- [To do]
The expected result is the run of lines from the one containing "of the green" to the end of the listing, copied exactly.

- [Data records]
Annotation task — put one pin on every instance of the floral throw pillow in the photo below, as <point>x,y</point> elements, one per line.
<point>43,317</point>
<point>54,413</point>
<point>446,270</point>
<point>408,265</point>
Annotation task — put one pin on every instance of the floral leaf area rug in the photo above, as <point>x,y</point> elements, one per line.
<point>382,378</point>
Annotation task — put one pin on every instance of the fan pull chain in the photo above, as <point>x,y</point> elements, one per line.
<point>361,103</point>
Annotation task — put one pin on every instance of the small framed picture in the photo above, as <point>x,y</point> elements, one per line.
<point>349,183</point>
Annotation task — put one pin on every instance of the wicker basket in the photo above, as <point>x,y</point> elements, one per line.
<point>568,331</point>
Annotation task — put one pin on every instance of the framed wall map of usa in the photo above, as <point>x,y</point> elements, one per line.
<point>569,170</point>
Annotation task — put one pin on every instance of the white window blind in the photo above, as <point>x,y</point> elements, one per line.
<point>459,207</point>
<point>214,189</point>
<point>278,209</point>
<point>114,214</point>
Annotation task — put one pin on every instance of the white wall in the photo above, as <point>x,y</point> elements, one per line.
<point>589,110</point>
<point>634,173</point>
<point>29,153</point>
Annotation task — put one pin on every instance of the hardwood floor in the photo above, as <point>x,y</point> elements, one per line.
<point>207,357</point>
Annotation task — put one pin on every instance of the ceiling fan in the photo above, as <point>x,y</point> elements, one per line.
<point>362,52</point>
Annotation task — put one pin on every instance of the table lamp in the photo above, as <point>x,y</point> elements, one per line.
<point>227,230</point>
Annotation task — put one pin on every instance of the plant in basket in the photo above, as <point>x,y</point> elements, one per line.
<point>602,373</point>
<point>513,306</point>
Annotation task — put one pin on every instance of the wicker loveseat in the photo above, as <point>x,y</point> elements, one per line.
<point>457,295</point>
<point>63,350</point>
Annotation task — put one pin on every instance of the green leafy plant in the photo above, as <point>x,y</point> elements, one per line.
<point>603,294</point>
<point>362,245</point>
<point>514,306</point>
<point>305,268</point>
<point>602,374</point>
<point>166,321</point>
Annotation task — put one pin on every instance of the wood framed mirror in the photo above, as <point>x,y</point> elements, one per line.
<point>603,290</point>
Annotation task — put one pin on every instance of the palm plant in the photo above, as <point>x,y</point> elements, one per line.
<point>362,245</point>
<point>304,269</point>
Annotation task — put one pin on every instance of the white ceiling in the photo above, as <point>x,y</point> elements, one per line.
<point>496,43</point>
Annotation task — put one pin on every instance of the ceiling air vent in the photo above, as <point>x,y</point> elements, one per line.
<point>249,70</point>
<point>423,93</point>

- [Answer for the task]
Annotation task — put one pin on every instance of the green leafy plant in the photo above, as <point>x,y</point> elements, one per line.
<point>603,294</point>
<point>362,245</point>
<point>514,306</point>
<point>305,268</point>
<point>602,374</point>
<point>166,321</point>
Annotation task — put one pin on every instance of the wood framed mirror in the photo above, as <point>x,y</point> elements, one per line.
<point>603,290</point>
Annotation task — put one pin on every instance of the palm plant in the photo above, as <point>x,y</point> elements, one per line.
<point>362,245</point>
<point>304,269</point>
Annotation task — put one pin on every instance of the white ceiling in the photo above, as <point>x,y</point> elements, one per line.
<point>496,43</point>
Annotation task — put one pin on every instance of the ceiling air vent in the photo above, as <point>x,y</point> elements, one per line.
<point>249,70</point>
<point>423,93</point>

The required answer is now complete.